▸ **Work to be completed**:
From the line that includes "the green grass" to the last line of the data, quote each line precisely; both boundary lines belong in the answer.

▸ **Stored records**:

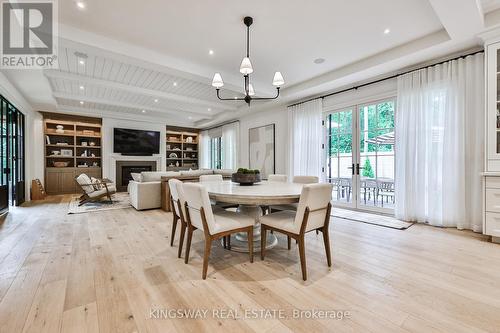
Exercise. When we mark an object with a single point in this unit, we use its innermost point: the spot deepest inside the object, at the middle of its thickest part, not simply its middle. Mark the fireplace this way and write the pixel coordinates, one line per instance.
(124, 169)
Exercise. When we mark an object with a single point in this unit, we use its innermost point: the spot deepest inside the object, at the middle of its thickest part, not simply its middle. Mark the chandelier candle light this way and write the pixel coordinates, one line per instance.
(246, 69)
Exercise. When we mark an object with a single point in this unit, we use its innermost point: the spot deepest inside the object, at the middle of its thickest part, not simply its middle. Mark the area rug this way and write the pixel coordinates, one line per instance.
(120, 201)
(376, 219)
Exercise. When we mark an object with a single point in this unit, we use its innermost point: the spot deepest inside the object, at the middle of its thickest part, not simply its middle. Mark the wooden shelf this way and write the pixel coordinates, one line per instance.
(60, 180)
(60, 134)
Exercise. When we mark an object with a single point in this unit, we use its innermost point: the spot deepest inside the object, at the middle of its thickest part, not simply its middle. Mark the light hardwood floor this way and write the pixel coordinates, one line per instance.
(103, 272)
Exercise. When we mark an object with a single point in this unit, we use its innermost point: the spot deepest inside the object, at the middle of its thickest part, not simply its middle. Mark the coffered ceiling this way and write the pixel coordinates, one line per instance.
(150, 60)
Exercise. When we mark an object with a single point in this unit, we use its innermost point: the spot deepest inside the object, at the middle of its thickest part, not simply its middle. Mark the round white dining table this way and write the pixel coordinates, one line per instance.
(250, 200)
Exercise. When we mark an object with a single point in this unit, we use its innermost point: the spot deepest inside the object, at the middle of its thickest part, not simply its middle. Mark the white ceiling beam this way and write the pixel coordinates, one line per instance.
(120, 115)
(127, 52)
(51, 73)
(462, 19)
(138, 107)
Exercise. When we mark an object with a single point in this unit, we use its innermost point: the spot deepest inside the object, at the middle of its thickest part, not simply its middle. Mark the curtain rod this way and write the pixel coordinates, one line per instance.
(220, 125)
(385, 78)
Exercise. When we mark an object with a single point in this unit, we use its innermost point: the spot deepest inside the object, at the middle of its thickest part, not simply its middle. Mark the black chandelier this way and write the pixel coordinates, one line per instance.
(246, 69)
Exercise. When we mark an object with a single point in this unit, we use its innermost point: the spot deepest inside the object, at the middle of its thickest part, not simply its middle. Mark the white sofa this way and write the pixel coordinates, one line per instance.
(145, 190)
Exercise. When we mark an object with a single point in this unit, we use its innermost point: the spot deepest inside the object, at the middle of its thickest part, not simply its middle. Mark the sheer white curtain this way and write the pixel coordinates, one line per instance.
(305, 138)
(204, 150)
(439, 150)
(230, 143)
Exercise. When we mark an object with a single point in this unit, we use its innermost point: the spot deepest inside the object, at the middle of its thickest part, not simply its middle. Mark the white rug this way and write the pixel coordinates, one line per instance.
(121, 200)
(381, 220)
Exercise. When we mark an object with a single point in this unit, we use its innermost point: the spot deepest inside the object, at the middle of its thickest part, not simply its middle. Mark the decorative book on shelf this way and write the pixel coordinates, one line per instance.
(182, 149)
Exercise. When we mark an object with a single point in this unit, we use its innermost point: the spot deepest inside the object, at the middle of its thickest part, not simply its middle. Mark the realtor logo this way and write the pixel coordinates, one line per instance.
(29, 34)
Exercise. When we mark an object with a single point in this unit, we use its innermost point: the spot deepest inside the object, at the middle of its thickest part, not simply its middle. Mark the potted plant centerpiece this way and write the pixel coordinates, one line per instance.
(246, 177)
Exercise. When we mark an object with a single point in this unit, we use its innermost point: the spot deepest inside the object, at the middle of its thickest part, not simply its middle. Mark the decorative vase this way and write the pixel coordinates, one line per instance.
(245, 179)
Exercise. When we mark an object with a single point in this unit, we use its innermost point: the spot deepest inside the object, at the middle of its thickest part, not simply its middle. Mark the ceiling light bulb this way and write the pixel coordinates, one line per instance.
(217, 81)
(278, 79)
(246, 66)
(251, 92)
(81, 5)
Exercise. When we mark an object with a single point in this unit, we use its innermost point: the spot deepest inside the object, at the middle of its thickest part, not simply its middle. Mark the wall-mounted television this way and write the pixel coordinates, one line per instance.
(136, 142)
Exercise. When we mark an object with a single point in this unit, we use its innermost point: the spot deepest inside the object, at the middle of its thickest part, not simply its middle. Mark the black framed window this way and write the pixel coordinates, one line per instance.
(12, 154)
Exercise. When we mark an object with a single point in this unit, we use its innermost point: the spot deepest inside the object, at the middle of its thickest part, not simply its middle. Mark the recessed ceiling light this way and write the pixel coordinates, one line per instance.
(81, 5)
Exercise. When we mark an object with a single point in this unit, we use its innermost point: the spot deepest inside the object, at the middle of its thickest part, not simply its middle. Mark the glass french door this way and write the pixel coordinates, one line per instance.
(12, 168)
(360, 156)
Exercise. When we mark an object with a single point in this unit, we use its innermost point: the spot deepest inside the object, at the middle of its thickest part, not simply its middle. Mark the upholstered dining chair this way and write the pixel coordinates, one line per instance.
(178, 214)
(277, 178)
(297, 180)
(199, 215)
(313, 213)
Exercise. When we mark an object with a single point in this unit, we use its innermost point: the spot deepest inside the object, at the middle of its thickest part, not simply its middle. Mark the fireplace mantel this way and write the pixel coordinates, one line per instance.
(116, 158)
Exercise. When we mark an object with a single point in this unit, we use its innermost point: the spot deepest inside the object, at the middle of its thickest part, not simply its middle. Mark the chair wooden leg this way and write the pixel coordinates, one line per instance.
(188, 244)
(174, 226)
(326, 239)
(263, 234)
(250, 243)
(206, 255)
(181, 239)
(302, 252)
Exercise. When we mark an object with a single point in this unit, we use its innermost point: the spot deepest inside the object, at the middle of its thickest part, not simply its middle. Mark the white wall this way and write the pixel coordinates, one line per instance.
(34, 133)
(109, 158)
(278, 117)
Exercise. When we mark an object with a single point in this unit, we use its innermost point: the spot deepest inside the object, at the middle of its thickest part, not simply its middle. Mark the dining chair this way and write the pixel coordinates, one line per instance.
(177, 212)
(296, 180)
(313, 213)
(199, 215)
(211, 178)
(277, 178)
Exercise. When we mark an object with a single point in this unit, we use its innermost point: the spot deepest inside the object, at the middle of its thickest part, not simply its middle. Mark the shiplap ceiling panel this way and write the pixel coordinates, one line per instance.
(108, 82)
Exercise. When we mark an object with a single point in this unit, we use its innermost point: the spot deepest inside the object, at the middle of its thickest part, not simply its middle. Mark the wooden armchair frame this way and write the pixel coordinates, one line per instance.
(84, 198)
(300, 237)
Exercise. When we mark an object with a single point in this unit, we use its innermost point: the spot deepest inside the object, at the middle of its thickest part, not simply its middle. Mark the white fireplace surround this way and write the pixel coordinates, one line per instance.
(113, 159)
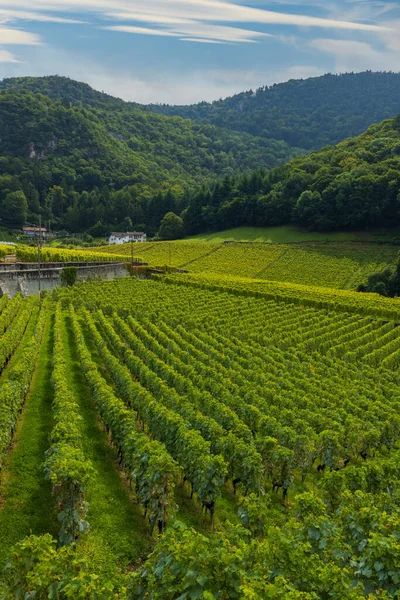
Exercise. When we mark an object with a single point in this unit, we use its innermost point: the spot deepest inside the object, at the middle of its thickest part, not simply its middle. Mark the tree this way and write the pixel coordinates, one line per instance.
(172, 227)
(15, 209)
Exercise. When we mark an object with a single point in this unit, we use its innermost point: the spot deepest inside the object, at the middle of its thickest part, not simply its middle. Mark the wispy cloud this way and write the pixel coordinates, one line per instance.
(10, 15)
(7, 57)
(195, 31)
(196, 18)
(17, 36)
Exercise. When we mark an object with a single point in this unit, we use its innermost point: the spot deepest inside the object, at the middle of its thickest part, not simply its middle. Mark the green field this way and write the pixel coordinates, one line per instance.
(273, 235)
(225, 427)
(227, 432)
(287, 234)
(339, 265)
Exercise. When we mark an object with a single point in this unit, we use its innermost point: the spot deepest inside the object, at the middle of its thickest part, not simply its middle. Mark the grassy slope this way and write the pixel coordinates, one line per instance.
(287, 234)
(26, 503)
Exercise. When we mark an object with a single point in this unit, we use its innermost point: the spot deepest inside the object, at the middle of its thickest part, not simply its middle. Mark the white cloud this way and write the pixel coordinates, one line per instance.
(7, 57)
(192, 30)
(17, 36)
(202, 40)
(352, 55)
(203, 10)
(8, 14)
(141, 30)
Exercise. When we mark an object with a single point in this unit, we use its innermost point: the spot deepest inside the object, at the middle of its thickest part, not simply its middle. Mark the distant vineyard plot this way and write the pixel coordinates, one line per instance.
(339, 265)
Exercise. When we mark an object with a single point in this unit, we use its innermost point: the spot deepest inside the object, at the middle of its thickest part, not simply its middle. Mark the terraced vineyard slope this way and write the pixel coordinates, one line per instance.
(246, 436)
(339, 265)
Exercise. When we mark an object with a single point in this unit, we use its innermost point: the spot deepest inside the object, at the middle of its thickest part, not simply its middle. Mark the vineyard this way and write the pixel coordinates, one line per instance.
(30, 254)
(338, 265)
(199, 437)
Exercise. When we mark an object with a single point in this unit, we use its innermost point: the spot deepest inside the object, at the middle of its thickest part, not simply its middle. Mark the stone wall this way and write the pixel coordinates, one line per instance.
(24, 277)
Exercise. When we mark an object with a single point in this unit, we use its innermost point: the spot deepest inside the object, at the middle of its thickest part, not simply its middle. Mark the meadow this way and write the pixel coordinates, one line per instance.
(202, 437)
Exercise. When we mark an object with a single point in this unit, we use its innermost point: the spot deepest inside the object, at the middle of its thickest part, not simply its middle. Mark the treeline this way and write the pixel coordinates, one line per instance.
(68, 162)
(354, 185)
(307, 113)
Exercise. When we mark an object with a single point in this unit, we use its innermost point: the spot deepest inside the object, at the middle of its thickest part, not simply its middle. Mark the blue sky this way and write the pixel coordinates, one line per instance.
(185, 51)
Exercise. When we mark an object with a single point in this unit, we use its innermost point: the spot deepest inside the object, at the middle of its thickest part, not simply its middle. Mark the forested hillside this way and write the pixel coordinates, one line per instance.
(304, 113)
(70, 163)
(354, 185)
(85, 160)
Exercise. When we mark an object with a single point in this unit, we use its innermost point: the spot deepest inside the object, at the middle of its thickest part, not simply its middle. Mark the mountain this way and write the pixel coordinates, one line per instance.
(82, 158)
(354, 185)
(100, 150)
(307, 113)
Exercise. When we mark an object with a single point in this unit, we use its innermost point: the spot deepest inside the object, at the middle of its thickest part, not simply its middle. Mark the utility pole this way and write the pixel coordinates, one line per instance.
(39, 242)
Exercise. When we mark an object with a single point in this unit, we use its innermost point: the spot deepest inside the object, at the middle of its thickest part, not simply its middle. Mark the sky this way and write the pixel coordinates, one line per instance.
(186, 51)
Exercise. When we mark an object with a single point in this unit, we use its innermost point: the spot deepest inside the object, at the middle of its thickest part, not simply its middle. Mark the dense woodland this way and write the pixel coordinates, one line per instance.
(354, 185)
(77, 166)
(304, 113)
(87, 161)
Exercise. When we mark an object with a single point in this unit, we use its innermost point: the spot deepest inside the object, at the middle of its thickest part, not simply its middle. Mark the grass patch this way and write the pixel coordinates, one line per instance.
(273, 235)
(119, 536)
(286, 234)
(26, 502)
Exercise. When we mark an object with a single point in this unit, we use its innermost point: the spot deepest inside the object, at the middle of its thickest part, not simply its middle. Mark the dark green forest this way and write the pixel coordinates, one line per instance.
(78, 166)
(307, 113)
(84, 160)
(354, 185)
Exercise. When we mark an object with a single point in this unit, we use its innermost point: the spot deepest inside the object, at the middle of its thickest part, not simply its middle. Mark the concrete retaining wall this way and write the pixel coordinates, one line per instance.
(24, 277)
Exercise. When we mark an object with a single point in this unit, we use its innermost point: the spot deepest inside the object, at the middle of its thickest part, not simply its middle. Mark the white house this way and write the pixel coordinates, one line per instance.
(125, 238)
(35, 232)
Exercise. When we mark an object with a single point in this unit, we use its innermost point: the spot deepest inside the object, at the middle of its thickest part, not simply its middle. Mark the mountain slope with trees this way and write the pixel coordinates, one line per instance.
(85, 160)
(352, 186)
(307, 113)
(78, 165)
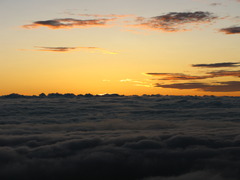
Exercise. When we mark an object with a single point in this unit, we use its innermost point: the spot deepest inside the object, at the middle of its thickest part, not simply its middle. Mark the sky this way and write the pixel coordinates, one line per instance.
(169, 47)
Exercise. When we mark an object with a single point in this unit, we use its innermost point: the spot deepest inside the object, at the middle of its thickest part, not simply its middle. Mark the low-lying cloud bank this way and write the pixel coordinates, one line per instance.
(150, 138)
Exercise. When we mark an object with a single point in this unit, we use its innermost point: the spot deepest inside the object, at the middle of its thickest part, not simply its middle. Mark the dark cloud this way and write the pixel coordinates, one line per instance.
(164, 137)
(175, 21)
(225, 73)
(69, 23)
(177, 76)
(217, 65)
(230, 86)
(70, 49)
(215, 4)
(231, 30)
(214, 74)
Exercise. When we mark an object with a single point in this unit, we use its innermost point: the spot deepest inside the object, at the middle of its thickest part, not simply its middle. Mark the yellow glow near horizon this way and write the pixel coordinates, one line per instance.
(110, 50)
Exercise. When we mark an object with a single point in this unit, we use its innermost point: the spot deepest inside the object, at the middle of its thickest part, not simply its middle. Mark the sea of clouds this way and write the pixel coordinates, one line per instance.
(135, 138)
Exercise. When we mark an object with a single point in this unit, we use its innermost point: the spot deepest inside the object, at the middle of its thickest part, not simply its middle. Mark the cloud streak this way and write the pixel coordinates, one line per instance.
(165, 137)
(175, 21)
(180, 76)
(69, 23)
(217, 65)
(230, 86)
(231, 30)
(70, 49)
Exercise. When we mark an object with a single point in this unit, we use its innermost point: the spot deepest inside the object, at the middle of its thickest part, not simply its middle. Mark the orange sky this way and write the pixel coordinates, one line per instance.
(137, 47)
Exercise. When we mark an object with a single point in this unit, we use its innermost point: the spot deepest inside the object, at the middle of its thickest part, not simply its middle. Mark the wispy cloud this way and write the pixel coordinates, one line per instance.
(225, 73)
(70, 49)
(217, 65)
(230, 86)
(231, 30)
(215, 4)
(137, 82)
(107, 15)
(176, 76)
(175, 21)
(69, 23)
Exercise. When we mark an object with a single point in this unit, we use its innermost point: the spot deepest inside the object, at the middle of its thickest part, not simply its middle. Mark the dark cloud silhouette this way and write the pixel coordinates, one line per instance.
(231, 30)
(225, 73)
(180, 76)
(215, 4)
(177, 76)
(69, 23)
(70, 49)
(230, 86)
(154, 137)
(217, 65)
(175, 21)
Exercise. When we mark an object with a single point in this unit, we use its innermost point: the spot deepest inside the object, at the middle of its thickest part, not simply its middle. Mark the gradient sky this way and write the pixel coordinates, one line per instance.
(174, 47)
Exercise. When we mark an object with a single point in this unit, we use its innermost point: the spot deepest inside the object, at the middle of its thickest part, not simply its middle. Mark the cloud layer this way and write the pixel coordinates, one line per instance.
(70, 49)
(231, 30)
(175, 21)
(218, 86)
(229, 86)
(218, 65)
(68, 23)
(168, 138)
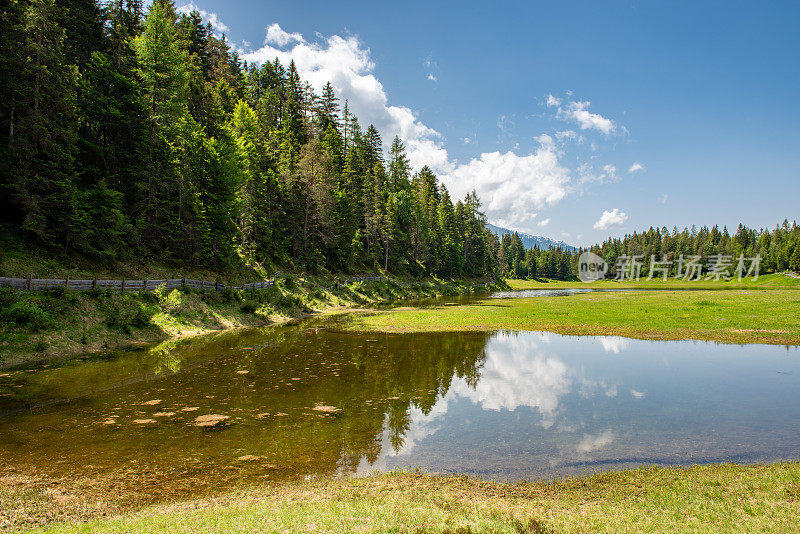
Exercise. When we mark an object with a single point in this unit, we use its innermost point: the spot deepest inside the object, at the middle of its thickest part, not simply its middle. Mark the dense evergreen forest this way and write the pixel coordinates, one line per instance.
(779, 250)
(128, 133)
(133, 134)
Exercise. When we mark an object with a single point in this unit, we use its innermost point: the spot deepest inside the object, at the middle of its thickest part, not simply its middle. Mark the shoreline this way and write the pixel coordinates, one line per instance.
(91, 323)
(717, 497)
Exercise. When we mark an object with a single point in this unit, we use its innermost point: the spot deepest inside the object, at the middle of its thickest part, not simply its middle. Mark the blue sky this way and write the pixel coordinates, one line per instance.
(703, 96)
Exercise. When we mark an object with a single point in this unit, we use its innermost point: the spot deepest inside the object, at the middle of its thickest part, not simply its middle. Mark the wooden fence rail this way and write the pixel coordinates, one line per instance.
(38, 284)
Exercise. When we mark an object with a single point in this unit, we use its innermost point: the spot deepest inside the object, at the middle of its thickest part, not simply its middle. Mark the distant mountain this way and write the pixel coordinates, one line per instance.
(531, 241)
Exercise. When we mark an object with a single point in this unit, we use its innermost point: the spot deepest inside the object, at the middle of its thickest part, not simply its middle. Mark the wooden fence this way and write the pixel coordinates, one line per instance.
(37, 284)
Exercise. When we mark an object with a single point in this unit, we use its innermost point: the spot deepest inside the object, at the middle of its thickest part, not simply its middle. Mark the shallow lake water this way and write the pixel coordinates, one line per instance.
(307, 400)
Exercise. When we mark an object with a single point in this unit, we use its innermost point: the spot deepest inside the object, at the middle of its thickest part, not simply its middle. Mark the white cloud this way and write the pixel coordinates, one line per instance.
(609, 219)
(636, 167)
(279, 37)
(566, 134)
(517, 373)
(347, 65)
(591, 443)
(614, 344)
(578, 111)
(512, 186)
(216, 23)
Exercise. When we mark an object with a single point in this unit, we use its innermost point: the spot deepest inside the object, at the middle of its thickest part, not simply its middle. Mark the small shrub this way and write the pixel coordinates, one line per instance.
(248, 307)
(231, 295)
(170, 301)
(211, 297)
(57, 292)
(26, 313)
(8, 297)
(140, 318)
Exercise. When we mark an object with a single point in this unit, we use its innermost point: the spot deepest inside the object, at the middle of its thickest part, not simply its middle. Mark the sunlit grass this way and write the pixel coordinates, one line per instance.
(718, 498)
(740, 316)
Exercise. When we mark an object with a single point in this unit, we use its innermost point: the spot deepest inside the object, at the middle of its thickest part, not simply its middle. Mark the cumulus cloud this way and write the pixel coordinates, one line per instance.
(279, 37)
(591, 443)
(517, 373)
(347, 65)
(578, 111)
(635, 167)
(614, 344)
(512, 186)
(216, 22)
(609, 219)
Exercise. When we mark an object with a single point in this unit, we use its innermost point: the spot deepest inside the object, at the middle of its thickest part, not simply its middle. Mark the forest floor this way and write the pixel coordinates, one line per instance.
(57, 323)
(712, 498)
(714, 311)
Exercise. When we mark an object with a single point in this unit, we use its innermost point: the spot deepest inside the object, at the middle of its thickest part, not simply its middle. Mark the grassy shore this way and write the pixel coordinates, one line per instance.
(769, 281)
(58, 323)
(754, 315)
(716, 498)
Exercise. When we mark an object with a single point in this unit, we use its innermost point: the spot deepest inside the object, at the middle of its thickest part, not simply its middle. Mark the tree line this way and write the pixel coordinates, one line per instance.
(778, 249)
(128, 133)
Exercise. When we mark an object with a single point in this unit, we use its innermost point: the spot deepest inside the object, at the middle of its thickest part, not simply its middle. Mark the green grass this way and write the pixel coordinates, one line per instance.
(739, 316)
(718, 498)
(768, 281)
(59, 323)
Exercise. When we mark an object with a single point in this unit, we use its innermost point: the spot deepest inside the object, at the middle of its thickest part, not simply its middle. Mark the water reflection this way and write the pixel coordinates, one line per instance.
(305, 401)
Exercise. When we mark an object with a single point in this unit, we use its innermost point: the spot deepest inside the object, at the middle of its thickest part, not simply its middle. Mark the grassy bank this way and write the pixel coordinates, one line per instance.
(740, 316)
(717, 498)
(45, 324)
(768, 281)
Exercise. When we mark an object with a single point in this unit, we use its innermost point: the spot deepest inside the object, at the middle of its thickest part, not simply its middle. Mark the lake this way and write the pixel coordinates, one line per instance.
(308, 400)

▸ **The answer**:
Exercise. When we mark an object with a single point in this unit, we use its innermost point: the spot deepest inside the object, at the middle of its thickest part, not simply its middle. Mark the green grass this way and write the pixel coordinates, one line per instance.
(739, 316)
(718, 498)
(768, 281)
(59, 323)
Exercise. When we mark an object with a single point in this unit, we use its innermost point: the spot deepest inside the object, at the middle of its thickest part, not simply its middle. Mark the water reflection this way and write the pixel coordinates, one line per instance.
(305, 401)
Exercise. When we mark an object with a single point in this unit, we use its innermost point: the spot deepest inside the object, at the middle of its thickest part, not simply its middle. Mark the grassy bank this way and write the pixel coordinates, one line per instance.
(740, 316)
(717, 498)
(45, 324)
(768, 281)
Exercise. When we mark an object with a single point in this unit, we use its innermost point: the spot deepest inside the object, at the middle of its thickest part, not simply its middle. Mark the lake this way and write the pixel coordinates, one line per instance.
(308, 400)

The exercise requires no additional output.